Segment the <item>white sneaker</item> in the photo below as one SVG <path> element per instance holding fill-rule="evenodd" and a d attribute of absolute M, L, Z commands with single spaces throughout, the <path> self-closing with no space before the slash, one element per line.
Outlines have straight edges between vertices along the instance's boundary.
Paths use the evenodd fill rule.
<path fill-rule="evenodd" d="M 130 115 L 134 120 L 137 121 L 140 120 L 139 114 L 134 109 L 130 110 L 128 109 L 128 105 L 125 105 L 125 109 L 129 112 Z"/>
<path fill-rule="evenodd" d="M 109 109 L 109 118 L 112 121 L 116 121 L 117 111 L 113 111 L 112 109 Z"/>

◆ Task brief
Echo these lines back word for word.

◆ Written solution
Segment the <item>white sneaker</item> in the photo below as one SVG <path> element per instance holding fill-rule="evenodd" and a d attribute of absolute M, L, Z commands with single spaces throughout, the <path> self-closing with no space before the slash, one element per line.
Outlines have straight edges between vertices along the instance's boundary.
Paths use the evenodd fill rule.
<path fill-rule="evenodd" d="M 130 115 L 134 120 L 137 121 L 140 120 L 139 114 L 134 109 L 130 110 L 128 109 L 128 105 L 125 105 L 125 109 L 129 112 Z"/>
<path fill-rule="evenodd" d="M 109 109 L 109 118 L 112 121 L 116 121 L 117 111 L 113 111 L 112 109 Z"/>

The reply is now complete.